▸ Extrait

Contrat de construction de maison individuelle et non-respect des dispositions d'ordre public : quelles conséquences?


Revue de Presse

Contrat de construction de maison individuelle (CCMI), disposition d'ordre public et nullité  : la Cour de Cassation a rendu le 21 janvier 2016 un arrêt particulièrement intéressant concernant ces problématiques.

Ce qu'il faut savoir : à l'occasion de la construction de maisons individuelles, de nombreuses mauvaises surprises sont susceptibles de surgir.

Je vous invite à partager la lecture d'un article paru dans le numéro 49 de la revue "Votre Avocat vous informe", publié par les Editions Dalloz et le CNB.

 CCMI : la nullité n’implique pas nécessairement la démolition

Le maître de l’ouvrage qui invoque la nullité d’un contrat de construction de maison individuelle n’est pas tenu de demander la démolition de la construction, que le juge n’est pas tenu d’ordonner, et peut limiter sa demande à l’indemnisation du préjudice résultant de cette nullité.

Dans cette affaire, des époux ayant souscrit un contrat de construction de maison individuelle (CCMI) ont saisi le juge des référés en raison de malfaçons.

Par la suite, ils ont demandé la nullité du contrat pour le non-respect des dispositions d’ordre public du code de la construction et de l’habitation, tout en désirant conserver la construction.

Les juges d’appel ont déclaré leur demande irrecevable, au motif que les maîtres de l’ouvrage ne pouvaient pas solliciter l’annulation du contrat tout en s’abstenant d’invoquer la démolition de l’immeuble.

▸ Consigne
Répondez brièvement, d'après l'extrait :
1. À quelle date la Cour de cassation a-t-elle rendu l'arrêt évoqué ?
2. Dans quel numéro de la revue « Votre Avocat vous informe » l'article est-il paru ?
3. Comment les juges d'appel ont-ils qualifié la demande des époux ?

▸ Données fournies
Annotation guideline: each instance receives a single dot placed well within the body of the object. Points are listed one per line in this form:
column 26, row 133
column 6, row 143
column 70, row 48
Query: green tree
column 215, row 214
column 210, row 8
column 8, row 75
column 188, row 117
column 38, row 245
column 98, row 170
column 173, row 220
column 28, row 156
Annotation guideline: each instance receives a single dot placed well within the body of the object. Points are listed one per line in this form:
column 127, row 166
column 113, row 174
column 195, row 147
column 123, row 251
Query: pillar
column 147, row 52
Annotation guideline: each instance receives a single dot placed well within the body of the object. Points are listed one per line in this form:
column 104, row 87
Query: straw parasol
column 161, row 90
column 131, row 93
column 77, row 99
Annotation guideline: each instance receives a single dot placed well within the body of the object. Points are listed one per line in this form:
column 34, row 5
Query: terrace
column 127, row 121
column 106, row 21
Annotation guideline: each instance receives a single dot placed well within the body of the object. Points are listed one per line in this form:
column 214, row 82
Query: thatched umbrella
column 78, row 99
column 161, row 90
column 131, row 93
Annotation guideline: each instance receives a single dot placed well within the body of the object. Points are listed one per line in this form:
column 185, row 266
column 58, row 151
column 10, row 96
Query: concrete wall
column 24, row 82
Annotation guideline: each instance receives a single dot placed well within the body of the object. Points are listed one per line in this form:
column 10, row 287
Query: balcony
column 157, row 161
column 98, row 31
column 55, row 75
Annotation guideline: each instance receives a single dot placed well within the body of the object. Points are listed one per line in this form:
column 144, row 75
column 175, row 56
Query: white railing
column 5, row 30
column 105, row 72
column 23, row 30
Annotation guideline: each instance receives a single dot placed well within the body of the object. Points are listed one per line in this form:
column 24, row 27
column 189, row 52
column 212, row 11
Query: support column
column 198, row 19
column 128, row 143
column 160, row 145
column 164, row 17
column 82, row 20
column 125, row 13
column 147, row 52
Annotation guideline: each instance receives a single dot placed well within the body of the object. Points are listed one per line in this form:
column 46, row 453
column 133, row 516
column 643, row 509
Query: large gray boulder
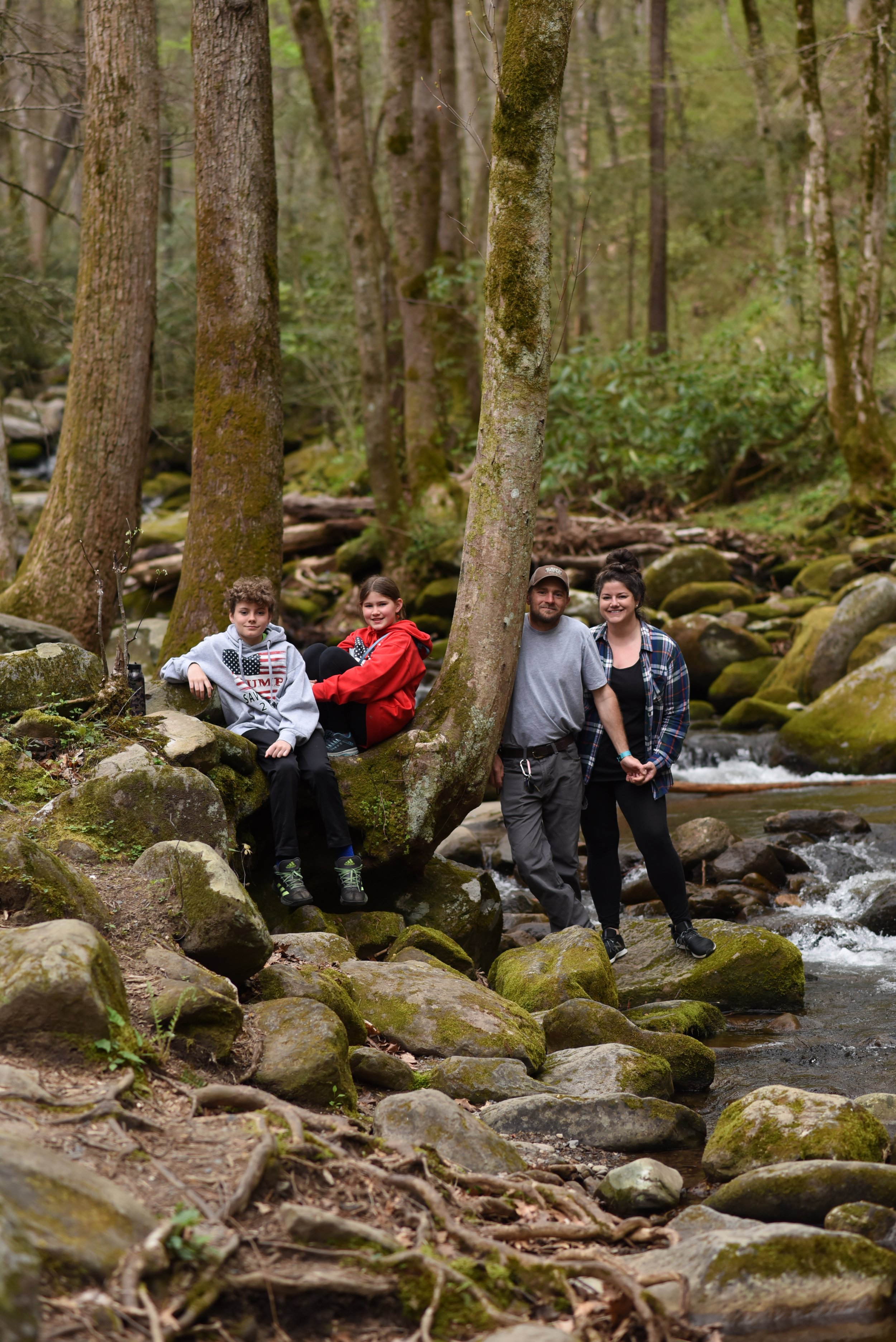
column 215, row 920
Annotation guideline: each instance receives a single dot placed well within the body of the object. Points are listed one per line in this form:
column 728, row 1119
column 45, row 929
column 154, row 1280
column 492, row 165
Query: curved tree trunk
column 237, row 512
column 96, row 485
column 407, row 794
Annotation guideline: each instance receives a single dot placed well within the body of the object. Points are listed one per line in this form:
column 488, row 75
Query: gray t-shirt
column 554, row 670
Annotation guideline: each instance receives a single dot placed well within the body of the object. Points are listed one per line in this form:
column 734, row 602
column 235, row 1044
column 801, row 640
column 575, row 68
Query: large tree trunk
column 407, row 794
column 237, row 513
column 96, row 486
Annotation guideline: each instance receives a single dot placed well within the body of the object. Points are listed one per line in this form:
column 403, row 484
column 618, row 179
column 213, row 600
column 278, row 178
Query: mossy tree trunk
column 96, row 485
column 407, row 794
column 237, row 512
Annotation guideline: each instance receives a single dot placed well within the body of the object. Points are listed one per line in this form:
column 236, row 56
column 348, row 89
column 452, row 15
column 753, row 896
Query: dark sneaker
column 349, row 873
column 688, row 939
column 340, row 742
column 614, row 944
column 294, row 893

▸ Corrigé
1. Le 21 janvier 2016.
2. Le numéro 49.
3. Irrecevable.